* _Exercise description_: In the listing that follows, locate the line containing "383, row 116." and the line containing "50, row 194.". Retype exactly those two lines and every line between them, and nothing more.

*-*-*

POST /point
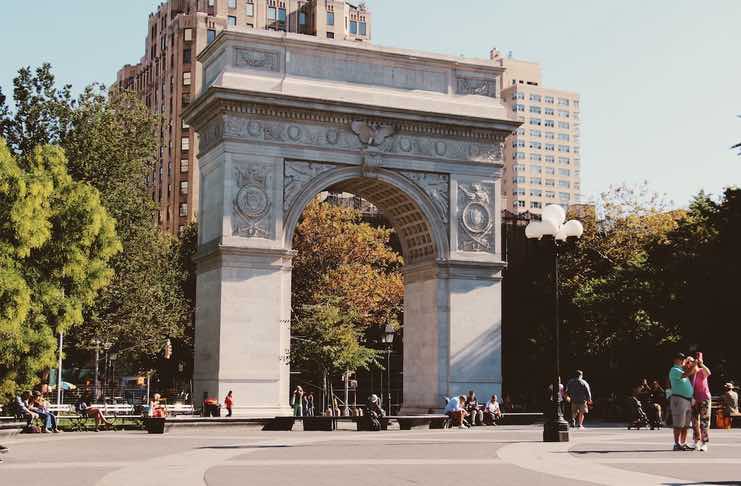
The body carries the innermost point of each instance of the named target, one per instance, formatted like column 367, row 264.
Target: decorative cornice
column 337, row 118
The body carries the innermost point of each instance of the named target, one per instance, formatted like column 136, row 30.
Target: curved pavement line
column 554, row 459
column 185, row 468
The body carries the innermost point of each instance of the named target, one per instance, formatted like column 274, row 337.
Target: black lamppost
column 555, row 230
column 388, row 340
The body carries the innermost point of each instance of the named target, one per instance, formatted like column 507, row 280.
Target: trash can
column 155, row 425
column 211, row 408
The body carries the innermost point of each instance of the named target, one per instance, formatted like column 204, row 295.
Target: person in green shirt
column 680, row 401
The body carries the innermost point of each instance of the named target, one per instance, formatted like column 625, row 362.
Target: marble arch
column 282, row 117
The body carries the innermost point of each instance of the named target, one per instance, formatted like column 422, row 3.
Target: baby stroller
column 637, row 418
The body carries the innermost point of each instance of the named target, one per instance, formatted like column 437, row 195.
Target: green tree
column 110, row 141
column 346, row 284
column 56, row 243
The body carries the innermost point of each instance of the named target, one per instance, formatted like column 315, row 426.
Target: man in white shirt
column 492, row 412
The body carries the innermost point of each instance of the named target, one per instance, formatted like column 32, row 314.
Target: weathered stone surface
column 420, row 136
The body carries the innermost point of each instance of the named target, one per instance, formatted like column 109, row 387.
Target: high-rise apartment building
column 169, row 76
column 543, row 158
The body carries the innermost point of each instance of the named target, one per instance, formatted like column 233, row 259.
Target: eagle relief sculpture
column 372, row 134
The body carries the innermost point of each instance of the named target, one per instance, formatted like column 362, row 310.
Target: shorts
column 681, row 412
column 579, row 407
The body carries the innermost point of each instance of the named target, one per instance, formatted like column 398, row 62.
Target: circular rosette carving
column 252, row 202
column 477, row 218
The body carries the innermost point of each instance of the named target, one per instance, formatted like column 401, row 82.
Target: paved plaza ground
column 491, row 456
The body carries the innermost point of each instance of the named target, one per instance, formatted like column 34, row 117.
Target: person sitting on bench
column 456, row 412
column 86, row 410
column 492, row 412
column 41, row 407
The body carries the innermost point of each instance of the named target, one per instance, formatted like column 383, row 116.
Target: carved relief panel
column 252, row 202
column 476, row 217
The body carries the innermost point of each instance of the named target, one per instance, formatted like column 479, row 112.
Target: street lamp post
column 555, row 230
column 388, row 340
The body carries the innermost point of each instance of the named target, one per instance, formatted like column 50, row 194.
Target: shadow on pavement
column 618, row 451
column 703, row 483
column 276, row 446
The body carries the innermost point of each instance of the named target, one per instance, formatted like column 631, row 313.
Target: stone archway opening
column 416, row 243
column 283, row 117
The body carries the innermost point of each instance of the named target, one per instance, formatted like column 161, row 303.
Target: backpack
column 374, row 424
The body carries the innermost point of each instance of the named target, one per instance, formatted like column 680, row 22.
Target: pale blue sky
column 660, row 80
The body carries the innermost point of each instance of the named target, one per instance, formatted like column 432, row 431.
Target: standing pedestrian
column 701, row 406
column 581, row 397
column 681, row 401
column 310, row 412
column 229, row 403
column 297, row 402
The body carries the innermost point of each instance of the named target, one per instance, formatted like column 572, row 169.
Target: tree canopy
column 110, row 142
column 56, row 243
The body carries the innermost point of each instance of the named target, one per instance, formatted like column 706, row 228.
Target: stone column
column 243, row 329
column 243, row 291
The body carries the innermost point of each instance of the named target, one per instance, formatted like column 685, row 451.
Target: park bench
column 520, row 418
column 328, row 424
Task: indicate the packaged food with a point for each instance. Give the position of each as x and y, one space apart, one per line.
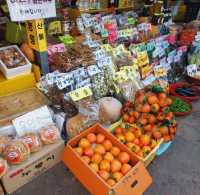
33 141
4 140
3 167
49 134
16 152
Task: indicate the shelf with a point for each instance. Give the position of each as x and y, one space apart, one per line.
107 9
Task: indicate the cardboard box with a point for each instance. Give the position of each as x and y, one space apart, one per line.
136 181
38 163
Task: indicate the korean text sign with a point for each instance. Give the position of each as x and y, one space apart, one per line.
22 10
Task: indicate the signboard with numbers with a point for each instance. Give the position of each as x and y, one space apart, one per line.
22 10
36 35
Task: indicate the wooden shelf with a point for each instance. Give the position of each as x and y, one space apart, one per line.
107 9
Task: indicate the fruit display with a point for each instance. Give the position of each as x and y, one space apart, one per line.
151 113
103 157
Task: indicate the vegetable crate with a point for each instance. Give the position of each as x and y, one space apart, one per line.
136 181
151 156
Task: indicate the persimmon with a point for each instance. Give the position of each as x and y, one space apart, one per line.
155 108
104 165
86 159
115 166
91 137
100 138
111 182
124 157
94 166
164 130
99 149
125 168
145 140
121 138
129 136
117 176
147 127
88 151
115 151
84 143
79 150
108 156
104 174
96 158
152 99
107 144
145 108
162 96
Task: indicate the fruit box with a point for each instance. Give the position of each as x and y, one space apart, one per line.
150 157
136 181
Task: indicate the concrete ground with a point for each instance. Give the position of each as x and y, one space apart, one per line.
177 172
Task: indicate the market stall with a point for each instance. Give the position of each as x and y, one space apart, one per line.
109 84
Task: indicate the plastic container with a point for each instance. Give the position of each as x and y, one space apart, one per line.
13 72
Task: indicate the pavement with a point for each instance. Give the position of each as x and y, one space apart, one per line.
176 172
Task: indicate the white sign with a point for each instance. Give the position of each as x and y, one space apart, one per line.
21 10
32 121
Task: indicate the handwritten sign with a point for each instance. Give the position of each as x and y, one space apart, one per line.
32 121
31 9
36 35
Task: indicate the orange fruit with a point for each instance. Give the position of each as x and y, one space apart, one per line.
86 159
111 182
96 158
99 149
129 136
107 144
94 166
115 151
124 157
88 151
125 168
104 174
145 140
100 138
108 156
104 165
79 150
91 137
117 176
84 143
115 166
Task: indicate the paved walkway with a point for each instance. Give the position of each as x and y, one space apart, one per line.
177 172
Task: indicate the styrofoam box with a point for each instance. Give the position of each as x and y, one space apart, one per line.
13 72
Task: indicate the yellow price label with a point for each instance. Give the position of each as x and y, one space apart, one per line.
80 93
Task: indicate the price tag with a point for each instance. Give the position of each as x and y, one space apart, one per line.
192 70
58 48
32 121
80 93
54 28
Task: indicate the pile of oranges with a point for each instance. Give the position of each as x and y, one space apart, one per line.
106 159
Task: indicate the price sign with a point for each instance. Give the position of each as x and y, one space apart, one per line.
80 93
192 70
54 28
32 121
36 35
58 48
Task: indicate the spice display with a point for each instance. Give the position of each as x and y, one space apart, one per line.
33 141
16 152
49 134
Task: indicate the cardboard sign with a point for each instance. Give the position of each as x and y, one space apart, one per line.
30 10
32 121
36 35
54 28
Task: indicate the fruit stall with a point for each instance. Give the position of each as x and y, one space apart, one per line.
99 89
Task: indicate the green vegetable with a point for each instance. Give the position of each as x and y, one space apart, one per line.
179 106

*-*-*

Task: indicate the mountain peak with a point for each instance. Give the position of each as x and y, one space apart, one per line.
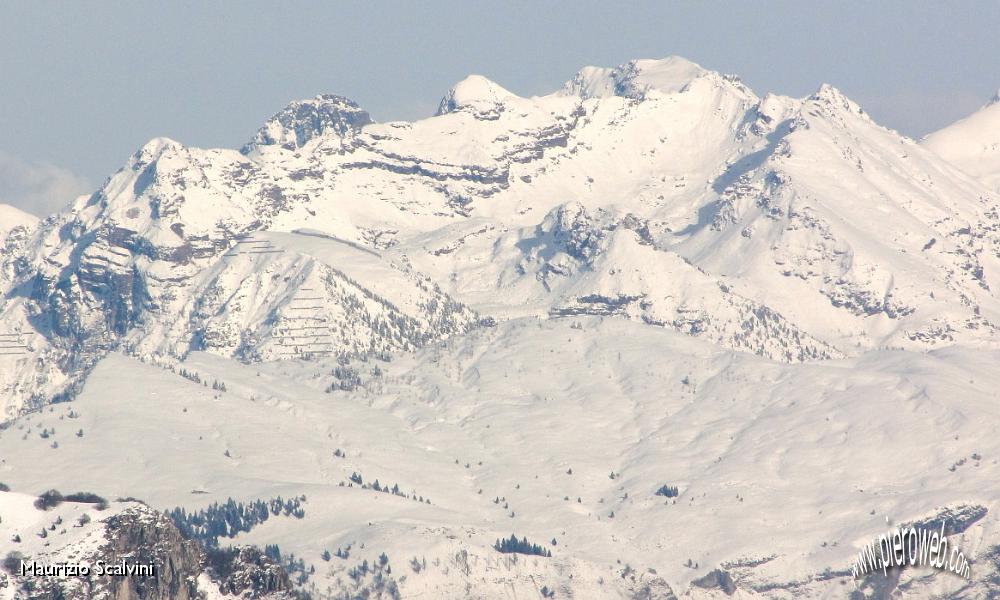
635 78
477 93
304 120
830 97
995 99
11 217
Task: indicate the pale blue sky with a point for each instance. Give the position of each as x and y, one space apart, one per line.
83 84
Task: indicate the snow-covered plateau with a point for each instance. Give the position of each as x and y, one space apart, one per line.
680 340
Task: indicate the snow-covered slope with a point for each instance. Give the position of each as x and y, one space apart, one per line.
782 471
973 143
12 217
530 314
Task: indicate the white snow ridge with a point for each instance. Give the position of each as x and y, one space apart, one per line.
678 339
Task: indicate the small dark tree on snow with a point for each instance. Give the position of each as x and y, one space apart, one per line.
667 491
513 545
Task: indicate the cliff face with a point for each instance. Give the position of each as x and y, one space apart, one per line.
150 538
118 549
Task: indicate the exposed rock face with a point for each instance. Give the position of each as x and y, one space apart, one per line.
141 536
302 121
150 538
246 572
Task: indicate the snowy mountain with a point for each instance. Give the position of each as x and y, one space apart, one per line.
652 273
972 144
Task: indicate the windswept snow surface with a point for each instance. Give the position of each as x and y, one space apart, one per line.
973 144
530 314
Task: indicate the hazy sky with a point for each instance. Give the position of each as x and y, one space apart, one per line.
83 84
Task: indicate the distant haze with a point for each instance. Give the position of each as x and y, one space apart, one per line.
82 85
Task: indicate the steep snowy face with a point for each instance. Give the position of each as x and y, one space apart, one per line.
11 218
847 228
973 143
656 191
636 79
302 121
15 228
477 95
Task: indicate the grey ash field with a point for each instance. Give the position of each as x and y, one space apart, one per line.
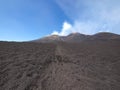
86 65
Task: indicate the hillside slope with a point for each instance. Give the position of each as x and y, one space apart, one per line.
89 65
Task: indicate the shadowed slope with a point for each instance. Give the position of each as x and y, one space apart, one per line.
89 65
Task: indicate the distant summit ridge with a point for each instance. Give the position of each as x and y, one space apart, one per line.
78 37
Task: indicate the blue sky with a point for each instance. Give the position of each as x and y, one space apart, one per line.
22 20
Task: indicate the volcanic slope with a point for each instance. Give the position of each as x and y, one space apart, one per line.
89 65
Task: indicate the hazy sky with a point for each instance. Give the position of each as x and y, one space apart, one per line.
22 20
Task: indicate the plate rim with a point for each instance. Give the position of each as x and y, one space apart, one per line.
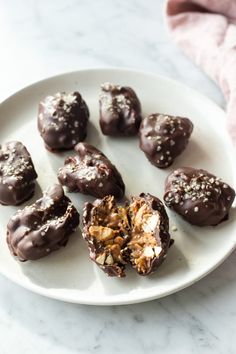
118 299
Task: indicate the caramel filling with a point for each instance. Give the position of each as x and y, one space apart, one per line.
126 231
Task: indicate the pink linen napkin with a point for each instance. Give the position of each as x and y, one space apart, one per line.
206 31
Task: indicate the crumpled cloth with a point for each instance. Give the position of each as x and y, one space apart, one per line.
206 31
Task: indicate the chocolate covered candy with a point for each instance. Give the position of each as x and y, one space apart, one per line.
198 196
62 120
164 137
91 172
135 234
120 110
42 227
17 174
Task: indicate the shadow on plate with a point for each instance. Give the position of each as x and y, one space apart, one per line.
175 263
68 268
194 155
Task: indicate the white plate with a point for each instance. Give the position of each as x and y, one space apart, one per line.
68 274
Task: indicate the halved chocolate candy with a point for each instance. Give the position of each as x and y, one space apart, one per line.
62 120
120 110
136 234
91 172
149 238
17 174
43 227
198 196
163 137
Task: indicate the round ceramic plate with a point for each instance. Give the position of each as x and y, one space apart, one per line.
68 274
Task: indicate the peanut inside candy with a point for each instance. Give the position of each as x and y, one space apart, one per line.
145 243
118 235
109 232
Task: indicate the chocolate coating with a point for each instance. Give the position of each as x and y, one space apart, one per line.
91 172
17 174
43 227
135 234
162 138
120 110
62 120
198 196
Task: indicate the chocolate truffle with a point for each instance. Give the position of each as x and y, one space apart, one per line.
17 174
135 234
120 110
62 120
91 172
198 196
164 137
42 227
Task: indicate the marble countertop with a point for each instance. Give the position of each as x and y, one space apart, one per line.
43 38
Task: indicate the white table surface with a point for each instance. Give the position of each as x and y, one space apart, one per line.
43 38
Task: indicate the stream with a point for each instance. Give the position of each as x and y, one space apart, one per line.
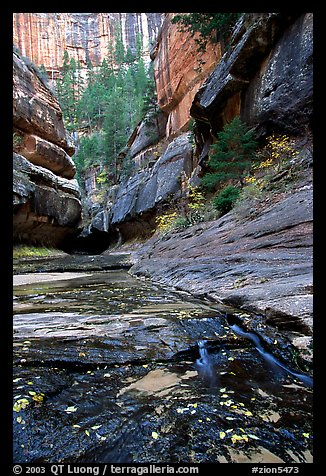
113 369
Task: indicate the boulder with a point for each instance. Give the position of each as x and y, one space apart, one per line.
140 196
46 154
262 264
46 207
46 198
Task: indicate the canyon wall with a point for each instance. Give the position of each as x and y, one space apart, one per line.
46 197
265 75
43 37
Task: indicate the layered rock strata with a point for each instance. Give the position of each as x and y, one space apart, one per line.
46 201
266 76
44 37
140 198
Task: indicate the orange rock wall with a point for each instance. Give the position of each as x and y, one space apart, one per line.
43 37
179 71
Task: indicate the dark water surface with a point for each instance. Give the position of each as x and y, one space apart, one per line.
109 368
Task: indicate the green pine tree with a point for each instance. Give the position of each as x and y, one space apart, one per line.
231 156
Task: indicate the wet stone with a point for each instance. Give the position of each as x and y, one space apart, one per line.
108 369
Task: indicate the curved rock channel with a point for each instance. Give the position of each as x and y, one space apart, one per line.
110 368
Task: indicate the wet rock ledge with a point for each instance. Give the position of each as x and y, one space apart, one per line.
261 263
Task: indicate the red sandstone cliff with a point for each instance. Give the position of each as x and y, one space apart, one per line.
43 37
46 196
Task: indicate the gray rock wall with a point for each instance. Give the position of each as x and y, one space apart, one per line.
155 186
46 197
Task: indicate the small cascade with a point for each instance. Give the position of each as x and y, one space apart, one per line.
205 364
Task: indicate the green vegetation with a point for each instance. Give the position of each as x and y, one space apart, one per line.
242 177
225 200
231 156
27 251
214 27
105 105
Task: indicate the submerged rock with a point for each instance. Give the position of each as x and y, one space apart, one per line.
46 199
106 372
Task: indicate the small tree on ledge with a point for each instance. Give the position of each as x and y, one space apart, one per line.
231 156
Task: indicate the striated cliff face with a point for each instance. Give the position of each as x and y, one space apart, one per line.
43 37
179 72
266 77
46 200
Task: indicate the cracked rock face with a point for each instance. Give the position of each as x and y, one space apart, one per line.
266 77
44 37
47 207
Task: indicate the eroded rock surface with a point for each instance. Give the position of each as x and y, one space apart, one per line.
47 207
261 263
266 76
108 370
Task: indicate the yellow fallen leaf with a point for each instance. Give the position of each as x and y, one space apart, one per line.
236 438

*-*-*

* _Output for this exercise_:
The body carries the innermost point of each instance of the named target, one per instance, formatted like column 383, row 116.
Target: carved relief panel
column 252, row 202
column 476, row 217
The body carries the innermost point of each instance of the named target, one per instance, formatted like column 479, row 112.
Target: street lamp post
column 555, row 230
column 388, row 340
The body carries the innermost point of each instance of the named target, one per instance, formatted like column 50, row 194.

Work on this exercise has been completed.